Data supplied:
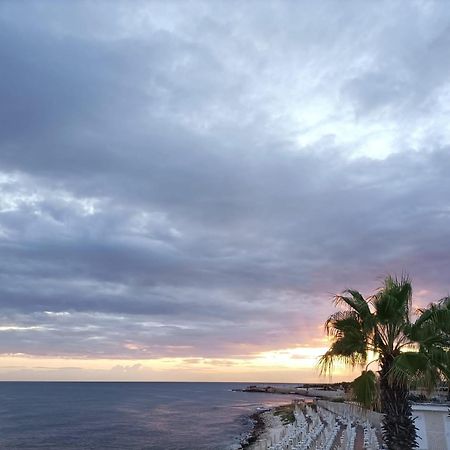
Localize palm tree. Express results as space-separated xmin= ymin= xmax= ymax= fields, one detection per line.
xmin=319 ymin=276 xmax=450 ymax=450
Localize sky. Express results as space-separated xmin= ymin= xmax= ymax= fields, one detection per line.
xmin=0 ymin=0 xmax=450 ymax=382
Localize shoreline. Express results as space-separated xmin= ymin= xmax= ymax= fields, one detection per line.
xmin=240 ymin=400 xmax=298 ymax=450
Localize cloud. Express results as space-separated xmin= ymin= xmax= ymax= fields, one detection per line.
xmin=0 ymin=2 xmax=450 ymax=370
---
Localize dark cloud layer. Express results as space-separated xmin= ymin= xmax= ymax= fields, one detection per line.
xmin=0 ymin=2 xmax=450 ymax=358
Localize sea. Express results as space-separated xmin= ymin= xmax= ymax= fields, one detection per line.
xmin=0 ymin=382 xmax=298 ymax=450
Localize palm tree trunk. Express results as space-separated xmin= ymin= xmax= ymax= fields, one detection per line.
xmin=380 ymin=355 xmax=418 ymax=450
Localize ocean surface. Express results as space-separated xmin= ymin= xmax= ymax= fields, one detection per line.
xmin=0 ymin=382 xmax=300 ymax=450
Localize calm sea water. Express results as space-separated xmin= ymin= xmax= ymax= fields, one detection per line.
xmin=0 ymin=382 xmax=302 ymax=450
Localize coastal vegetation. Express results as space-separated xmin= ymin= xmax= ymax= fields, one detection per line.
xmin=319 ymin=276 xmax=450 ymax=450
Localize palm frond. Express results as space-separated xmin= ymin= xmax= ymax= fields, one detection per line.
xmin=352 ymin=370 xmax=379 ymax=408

What is asked: Rewrite the entries from the line containing "Localize sky. Express" up to and including the line containing "xmin=0 ymin=2 xmax=450 ymax=370", substituting "coastline" for "shoreline" and leaving everything else unchanged. Provide only those lines.

Written answer:
Localize sky. Express results as space-separated xmin= ymin= xmax= ymax= fields, one detection per line.
xmin=0 ymin=0 xmax=450 ymax=382
Localize coastline. Express results as space-separated xmin= ymin= xmax= ymax= fields, one detection per line.
xmin=240 ymin=400 xmax=298 ymax=450
Localize cloud. Express results as space-separated xmin= ymin= xmax= ymax= fields, one detection per line.
xmin=0 ymin=2 xmax=450 ymax=370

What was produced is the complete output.